Problems to solve:
1) Summarize the article on UK–China trade in two sentences.
2) Write the next few sentences of the article on UK–China trade, picking up after its final line.

Selected extract:
----------------
The UK’s response to new security laws in Hong Kong and the decision to offer a route to citizenship for almost three million Hongkongers has been met frostily by China. Last week, China said it will take counter-measures against the UK should it grant residency to Hongkongers, promising that the UK would “bear all consequences”. Yesterday, China’s ambassador to the UK, Liu Xiaoming, warned over British ‘interference’.
Bilateral trade between the UK and China is worth $95bn. (2019). A 5.4% increase on 2018 and an annualised growth rate of 1.6% increase from 2015. According to the Global Investment Tracker, China’s recorded investments in the UK have been around $87.2bn over the last 15 years, mostly in energy, real estate and finance.
The UK’s biggest exports to China (2019 figures) in USD are:
- Precious metals ($8.7bn)
- Oil and gas ($5.8bn
- Cars and automotives ($3.8bn)
- Machinery and components ($2.3bn)
- Optical and medical equipment ($1.2bn)
- Pharma ($1.96bn)
- Electrical products ($927m)
- Copper/copper products ($396m)
- Plastics ($344m)
- Whisky ($264m)
Rebecca Harding, CEO, Coriolis Technologies says:
“Within five years, we’ve moved from a golden era of Sino-British relations to a significant deterioration that may have an economic and jobs impact in the UK. The language used by China’s Ambassador to the UK, spoke of ‘damage, punish and enemies’. If things do continue upon this trajectory, then there may be ramifications for UK trade.
----------------
Raw data:

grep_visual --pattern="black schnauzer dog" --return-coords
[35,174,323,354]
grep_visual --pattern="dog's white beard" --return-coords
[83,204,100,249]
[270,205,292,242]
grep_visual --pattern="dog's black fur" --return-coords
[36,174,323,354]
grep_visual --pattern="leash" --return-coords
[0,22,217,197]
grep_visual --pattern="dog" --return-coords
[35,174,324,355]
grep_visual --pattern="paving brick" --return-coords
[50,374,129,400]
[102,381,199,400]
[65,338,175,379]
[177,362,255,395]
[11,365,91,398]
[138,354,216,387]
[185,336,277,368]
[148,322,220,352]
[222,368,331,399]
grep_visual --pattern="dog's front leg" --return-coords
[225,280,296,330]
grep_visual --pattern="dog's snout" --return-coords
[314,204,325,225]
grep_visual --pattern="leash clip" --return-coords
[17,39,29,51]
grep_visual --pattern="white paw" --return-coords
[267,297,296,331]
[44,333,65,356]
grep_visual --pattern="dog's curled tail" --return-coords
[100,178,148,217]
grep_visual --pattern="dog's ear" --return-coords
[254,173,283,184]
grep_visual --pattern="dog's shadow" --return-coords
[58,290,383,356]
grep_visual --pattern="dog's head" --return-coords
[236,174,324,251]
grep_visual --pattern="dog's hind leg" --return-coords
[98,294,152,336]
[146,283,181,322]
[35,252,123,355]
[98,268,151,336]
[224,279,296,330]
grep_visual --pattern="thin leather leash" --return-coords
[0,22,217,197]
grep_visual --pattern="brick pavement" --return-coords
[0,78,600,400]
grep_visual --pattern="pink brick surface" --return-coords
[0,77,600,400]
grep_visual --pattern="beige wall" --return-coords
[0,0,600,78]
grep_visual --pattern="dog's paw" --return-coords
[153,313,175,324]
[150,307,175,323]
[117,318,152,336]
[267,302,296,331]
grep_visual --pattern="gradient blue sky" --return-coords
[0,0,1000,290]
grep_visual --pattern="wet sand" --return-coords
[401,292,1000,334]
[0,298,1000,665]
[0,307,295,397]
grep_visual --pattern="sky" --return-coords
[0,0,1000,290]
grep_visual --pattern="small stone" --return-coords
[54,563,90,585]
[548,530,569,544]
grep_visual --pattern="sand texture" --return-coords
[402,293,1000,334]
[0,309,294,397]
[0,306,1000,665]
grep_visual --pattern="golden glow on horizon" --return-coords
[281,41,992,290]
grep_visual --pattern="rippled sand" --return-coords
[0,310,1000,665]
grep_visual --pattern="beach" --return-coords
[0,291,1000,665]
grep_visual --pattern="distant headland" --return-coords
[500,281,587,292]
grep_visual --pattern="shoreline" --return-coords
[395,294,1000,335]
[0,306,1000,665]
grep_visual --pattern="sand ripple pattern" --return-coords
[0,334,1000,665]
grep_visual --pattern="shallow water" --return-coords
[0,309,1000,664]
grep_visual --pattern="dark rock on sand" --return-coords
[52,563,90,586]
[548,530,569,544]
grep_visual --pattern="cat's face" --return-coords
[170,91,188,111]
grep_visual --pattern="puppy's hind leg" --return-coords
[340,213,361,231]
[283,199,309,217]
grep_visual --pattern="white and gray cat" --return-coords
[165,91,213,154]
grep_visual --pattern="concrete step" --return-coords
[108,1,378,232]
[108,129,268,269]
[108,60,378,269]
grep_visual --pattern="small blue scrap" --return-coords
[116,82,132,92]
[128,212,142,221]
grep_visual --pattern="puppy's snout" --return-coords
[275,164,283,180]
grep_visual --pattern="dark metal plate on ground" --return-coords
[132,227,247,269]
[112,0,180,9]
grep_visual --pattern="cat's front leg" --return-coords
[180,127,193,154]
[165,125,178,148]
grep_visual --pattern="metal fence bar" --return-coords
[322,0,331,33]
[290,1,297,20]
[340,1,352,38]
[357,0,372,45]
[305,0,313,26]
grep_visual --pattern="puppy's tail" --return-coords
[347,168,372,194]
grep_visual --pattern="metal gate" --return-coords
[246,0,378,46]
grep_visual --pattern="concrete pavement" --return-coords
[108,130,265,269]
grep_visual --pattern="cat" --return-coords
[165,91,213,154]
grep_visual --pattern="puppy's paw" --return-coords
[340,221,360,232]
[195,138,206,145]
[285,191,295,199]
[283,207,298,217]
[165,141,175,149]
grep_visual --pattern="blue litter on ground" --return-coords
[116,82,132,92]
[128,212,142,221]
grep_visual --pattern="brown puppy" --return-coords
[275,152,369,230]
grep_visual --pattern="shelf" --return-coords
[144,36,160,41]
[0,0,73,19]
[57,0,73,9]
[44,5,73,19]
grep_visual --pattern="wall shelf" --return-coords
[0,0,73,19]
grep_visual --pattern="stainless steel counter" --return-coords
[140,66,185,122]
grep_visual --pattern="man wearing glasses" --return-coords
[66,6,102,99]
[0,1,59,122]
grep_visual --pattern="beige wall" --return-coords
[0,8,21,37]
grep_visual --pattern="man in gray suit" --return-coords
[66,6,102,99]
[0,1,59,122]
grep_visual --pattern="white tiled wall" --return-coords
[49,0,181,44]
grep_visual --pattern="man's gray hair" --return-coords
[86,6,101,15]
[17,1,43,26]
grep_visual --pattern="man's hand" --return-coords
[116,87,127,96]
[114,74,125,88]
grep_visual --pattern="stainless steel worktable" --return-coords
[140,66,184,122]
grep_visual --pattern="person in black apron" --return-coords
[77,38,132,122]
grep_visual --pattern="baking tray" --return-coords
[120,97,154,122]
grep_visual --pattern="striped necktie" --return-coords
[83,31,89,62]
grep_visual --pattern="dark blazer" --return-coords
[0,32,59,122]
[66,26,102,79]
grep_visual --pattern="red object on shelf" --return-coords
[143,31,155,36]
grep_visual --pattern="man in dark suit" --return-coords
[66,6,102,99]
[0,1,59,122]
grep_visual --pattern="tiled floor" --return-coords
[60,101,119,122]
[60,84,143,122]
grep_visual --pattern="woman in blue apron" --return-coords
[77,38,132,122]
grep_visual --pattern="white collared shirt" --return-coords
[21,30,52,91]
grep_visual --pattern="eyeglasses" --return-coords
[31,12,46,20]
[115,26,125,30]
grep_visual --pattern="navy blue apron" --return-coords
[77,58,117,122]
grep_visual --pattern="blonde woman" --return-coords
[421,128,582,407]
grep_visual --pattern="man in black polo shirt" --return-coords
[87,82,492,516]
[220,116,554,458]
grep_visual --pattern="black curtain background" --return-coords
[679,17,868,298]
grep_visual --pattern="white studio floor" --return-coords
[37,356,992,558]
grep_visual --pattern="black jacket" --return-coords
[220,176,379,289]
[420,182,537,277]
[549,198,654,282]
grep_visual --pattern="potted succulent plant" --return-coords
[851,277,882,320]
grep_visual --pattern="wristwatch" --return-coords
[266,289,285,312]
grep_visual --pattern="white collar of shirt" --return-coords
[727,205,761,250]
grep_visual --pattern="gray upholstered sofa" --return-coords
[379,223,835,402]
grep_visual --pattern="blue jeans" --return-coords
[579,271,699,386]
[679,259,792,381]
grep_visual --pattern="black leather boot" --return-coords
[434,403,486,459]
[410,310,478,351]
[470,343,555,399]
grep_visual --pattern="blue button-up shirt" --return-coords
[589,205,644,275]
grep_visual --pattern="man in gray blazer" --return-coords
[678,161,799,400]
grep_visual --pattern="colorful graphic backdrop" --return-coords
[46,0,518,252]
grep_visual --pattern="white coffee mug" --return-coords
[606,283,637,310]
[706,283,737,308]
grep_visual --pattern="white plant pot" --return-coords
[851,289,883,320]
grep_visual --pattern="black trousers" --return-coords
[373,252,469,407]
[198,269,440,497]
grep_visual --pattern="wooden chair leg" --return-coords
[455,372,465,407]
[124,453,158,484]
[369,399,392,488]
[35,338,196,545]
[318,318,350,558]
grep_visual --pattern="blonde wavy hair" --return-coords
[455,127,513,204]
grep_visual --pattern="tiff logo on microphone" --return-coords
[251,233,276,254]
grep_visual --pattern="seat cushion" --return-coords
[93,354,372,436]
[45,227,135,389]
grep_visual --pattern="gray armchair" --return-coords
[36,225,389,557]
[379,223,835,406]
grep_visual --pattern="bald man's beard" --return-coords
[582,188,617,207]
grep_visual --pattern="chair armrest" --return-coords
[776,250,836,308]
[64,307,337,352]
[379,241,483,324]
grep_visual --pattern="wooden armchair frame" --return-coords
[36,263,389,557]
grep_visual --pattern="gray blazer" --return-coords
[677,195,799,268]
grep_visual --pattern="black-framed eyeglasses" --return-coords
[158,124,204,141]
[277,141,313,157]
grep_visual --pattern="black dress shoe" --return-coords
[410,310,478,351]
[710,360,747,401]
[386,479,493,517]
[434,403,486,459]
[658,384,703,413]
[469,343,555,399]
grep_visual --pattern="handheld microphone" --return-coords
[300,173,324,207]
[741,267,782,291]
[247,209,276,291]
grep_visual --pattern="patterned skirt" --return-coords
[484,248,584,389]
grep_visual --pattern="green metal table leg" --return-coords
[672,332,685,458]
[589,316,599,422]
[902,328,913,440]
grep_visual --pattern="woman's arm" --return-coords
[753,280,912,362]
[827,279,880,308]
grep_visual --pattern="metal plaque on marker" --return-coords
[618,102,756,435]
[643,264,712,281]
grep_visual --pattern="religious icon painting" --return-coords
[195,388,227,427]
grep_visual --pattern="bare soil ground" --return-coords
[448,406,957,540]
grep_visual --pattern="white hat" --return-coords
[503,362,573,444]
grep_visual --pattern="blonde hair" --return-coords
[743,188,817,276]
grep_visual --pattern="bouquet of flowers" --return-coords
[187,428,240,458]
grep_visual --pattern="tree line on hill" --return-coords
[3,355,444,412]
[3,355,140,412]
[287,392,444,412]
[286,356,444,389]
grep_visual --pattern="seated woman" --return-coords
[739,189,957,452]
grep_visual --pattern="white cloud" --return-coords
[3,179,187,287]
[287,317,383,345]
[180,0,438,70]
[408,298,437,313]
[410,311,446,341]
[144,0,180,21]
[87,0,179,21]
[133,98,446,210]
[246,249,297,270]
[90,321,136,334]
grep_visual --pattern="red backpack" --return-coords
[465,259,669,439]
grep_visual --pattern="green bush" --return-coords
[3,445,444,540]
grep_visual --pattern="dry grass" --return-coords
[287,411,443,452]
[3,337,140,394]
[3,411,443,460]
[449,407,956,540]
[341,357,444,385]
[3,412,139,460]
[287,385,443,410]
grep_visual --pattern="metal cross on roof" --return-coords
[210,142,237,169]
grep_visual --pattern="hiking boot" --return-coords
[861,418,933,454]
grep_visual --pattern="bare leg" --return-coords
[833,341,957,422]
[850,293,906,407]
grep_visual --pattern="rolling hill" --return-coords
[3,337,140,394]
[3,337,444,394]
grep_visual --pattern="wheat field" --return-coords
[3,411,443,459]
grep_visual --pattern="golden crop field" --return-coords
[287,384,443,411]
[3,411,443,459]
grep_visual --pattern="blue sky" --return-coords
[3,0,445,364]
----------------
Answers for each item:
1) China has reacted frostily to the UK's response to new security laws in Hong Kong and its offer of a route to citizenship for almost three million Hongkongers, threatening counter-measures and warning through its ambassador against British "interference." Against a backdrop of $95bn in bilateral trade in 2019 and about $87.2bn in recorded Chinese investment in the UK over 15 years, Rebecca Harding of Coriolis Technologies warns that the deteriorating relationship may affect UK jobs and trade.

2)
“Car exports have been significant in the past ten years. Between 2012 and 2015 alone, growth went from near zero to over 25%. China loves the Mini in particular. While it isn’t the biggest sector, Scottish Whisky is a sensitive export too. It has been growing at an annualised rate of over 30% for the last five years. It may be unlikely that China would apply direct tariffs, it may send a message to Scottish distillers and US bourbon makers, if the Chinese begin to buy Japanese varieties instead.”
“There is a lot riding on this, most notably Huawei and various UK nuclear energy programmes. What may go under the radar are smaller companies that form parts of longer supply chains that could bear the front of a new era of frosty relations.”